> _Assignment_
Output every entry exactly, from the first line to the last.

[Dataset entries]
::::

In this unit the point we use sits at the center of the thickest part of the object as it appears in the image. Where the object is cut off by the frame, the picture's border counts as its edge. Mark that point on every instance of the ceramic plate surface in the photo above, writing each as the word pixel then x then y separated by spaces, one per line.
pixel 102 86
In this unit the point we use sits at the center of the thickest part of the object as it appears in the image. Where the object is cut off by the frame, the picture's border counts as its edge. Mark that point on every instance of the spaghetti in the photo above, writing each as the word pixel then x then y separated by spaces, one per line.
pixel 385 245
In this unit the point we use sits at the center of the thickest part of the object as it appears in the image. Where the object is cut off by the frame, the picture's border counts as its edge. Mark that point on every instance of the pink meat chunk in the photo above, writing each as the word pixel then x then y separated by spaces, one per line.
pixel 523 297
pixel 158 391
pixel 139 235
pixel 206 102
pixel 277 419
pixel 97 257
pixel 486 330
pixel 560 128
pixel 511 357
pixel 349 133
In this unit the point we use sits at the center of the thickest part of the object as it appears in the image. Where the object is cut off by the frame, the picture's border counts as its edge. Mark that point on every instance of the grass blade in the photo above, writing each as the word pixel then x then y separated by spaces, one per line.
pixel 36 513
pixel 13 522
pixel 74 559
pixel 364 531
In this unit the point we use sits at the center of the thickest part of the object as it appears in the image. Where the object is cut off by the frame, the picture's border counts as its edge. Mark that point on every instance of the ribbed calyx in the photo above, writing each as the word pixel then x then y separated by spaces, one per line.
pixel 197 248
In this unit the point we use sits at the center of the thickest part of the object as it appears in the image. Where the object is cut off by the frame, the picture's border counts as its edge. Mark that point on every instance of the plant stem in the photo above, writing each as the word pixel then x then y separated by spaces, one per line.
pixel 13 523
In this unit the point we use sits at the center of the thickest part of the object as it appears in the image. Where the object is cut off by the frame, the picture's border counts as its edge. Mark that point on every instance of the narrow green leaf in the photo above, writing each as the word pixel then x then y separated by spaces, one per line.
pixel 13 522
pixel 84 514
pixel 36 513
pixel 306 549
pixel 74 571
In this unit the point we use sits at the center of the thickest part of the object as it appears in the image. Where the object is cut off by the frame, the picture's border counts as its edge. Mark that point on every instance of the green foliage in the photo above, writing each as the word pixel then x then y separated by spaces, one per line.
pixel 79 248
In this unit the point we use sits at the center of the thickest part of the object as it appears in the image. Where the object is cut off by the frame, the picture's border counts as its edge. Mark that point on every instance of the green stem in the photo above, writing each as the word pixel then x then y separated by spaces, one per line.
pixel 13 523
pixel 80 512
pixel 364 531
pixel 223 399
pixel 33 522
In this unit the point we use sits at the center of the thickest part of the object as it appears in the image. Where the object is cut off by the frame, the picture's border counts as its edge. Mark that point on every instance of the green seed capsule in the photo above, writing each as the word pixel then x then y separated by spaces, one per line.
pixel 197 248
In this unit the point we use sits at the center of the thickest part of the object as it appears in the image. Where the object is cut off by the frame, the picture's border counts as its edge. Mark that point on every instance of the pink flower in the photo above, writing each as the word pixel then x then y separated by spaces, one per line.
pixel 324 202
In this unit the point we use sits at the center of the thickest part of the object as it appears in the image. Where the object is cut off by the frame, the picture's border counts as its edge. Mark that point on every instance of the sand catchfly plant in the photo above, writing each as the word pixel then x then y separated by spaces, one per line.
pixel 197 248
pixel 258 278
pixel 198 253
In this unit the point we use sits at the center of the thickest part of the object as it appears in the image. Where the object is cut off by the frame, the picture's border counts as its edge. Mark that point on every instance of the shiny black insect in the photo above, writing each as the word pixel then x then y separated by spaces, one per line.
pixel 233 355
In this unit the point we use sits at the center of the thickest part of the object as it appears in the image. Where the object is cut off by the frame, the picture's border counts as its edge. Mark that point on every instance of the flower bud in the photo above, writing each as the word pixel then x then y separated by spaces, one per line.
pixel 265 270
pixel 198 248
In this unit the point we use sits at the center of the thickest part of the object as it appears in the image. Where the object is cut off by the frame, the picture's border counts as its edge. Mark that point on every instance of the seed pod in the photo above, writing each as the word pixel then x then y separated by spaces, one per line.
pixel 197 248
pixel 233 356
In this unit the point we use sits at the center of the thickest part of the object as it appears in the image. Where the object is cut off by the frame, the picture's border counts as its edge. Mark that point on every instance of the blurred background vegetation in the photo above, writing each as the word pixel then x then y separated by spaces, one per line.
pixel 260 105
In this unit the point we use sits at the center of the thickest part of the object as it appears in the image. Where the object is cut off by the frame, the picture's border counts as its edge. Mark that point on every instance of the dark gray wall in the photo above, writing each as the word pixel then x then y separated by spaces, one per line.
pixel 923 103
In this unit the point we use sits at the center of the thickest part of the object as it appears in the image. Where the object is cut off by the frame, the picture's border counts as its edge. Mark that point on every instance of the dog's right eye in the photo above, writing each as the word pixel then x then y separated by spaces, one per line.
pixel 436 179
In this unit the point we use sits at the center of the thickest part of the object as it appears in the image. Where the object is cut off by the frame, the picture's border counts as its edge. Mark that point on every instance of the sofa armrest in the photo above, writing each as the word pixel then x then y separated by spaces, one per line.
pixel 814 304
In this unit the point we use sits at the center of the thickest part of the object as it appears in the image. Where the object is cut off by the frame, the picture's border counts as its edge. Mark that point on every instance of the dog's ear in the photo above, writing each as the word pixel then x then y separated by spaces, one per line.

::::

> _Written response_
In this unit the point we use sits at the center of the thickest part of the object as it appears in the image. Where the object is cut off by the frame, the picture's border counts as its edge. Mark that point on every instance of the ceramic plate surface in the photo above, writing each as the word pixel then x then y separated by spaces, one per line.
pixel 102 86
In this unit the point we use sits at the center of the thickest part of the object as it appears in the image. Where the object is cut off by the frame, the picture's border counts as its edge. Mark that point on every instance of the spaghetti in the photo above, writing each as the word pixel then x then y separated by spaces, one per line.
pixel 385 245
In this unit the point we use sits at the center of the thickest part of the object as it appears in the image. Where the object is cut off by the frame, the picture's border counts as its edge. Mark that point on every instance of the pink meat chunk in the photo above, writing each as the word pixel then x then y separated by spaces, one per line.
pixel 523 297
pixel 158 391
pixel 139 235
pixel 206 102
pixel 277 419
pixel 97 257
pixel 486 330
pixel 560 128
pixel 511 357
pixel 349 133
In this unit the point we use sits at the center of the thickest part of the object as it appears in the image. Where the object is cut off by the frame, the picture's border counts as its edge. Mark that point on every instance of the grass blade in the photo above, writing each as the word pixel then x then y separated by spaces, one per line.
pixel 36 513
pixel 13 522
pixel 74 559
pixel 364 531
In this unit the point we use sits at the center of the thickest part of the object as it appears in the image. Where the object is cut off by the frame, the picture's border counts as its edge. Mark that point on every instance of the ribbed calyx in the photo above, writing each as the word pixel then x then y separated by spaces, one per line.
pixel 197 248
In this unit the point we use sits at the center of the thickest part of the object as it appears in the image. Where the object is cut off by the frame, the picture's border counts as its edge. Mark that point on every instance of the plant stem in the photo above, writing each as the word pixel then x then y separated by spaces, one per line.
pixel 13 523
In this unit the point we use sits at the center of the thickest part of the object as it appears in the image. Where the object is cut off by the frame, the picture's border counts as its edge. Mark that point on every instance of the narrow green leaf in the photo above, writing each as the word pixel then x then y separated by spaces, one per line.
pixel 13 522
pixel 84 514
pixel 36 513
pixel 306 549
pixel 74 571
In this unit the point we use sits at the center of the thickest part of the object as it appears in the image. Where the object is cut off by the frame, the picture's border counts as its edge. Mark that point on every instance of the green foliage in the photo above, writing each as the word pixel then x then y separated by spaces, one per line.
pixel 79 248
In this unit the point we use sits at the center of the thickest part of the object as it appears in the image. Where the object is cut off by the frame, the picture's border counts as its edge. Mark that point on every instance of the green stem in the photo above, writing each as the word pixel then x then y separated by spaces, one per line.
pixel 13 523
pixel 80 512
pixel 364 531
pixel 223 399
pixel 33 522
In this unit the point we use sits at the center of the thickest part of the object as it appears in the image. Where the object is cut off by the frame, the picture's border counts as its edge. Mark that point on every instance of the green seed capsule in the photo above, writing each as the word pixel then x then y separated by spaces, one per line.
pixel 197 248
In this unit the point we use sits at the center of the thickest part of the object as it appears in the image. Where the object is cut off by the frame, the picture's border counts as its edge. Mark that point on every instance of the pink flower in the photo above, writing each as the word pixel then x then y separated by spaces, one per line.
pixel 324 202
In this unit the point we use sits at the center of the thickest part of the object as it appears in the image. Where the object is cut off by the frame, the picture's border counts as its edge. Mark that point on every instance of the sand catchfly plant in the photo above, writing each as the word pixel then x then y separated by spaces, one per line.
pixel 197 248
pixel 258 278
pixel 198 253
In this unit the point we use sits at the center of the thickest part of the object as it appears in the image. Where the object is cut off by the frame, the picture's border counts as its edge. Mark that point on every instance of the shiny black insect in the photo above, writing each as the word pixel then x then y separated by spaces, one per line.
pixel 233 355
In this unit the point we use sits at the center of the thickest part of the object as it appears in the image. Where the object is cut off by the frame, the picture's border counts as its edge. Mark that point on every instance of the flower bud in the photo above, writing each as the word pixel then x then y separated by spaces, one per line.
pixel 265 270
pixel 198 248
In this unit the point we use sits at the center of the thickest part of the object as it appears in the image. Where the object is cut off by the frame, the picture's border counts as its edge. Mark that point on every instance of the seed pod in the photo above, writing each as the word pixel then x then y separated by spaces, one per line.
pixel 197 248
pixel 233 356
In this unit the point we use sits at the center of the thickest part of the object as it appears in the image. Where the object is cut off by the frame, the picture's border counts as its edge. Mark that point on every instance of the blurred background vegetation in the photo above, writing each as the word pixel then x then y separated by spaces, one per line.
pixel 260 105
In this unit the point we use sits at the center of the thickest part of the object as it appears in the image. Where the object is cut off by the frame, the picture's border counts as its edge. Mark that point on every instance of the dark gray wall in the photo above, writing each as the word pixel then x then y separated by spaces, one per line.
pixel 923 103
In this unit the point we use sits at the center of the thickest part of the object as it appears in the image. Where the object is cut off by the frame, the picture's border counts as its edge. Mark that point on every instance of the dog's right eye in the photo above, writing each as the word pixel then x then y separated by spaces, one per line.
pixel 436 179
In this unit the point we use sits at the center of the thickest part of the object as it appears in the image. Where the object is cut off by the frame, the picture's border counts as its edge. Mark that point on every instance of the sofa armrest in the photo above, writing each as the word pixel then x then y separated by spaces, one per line.
pixel 814 304
In this unit the point we use sits at the center of the thickest part of the object as it appears in the image. Where the object is cut off by the frame, the picture's border counts as its edge. Mark that point on every instance of the dog's ear in the photo above, writing each as the word pixel then x then y separated by spaces, one per line.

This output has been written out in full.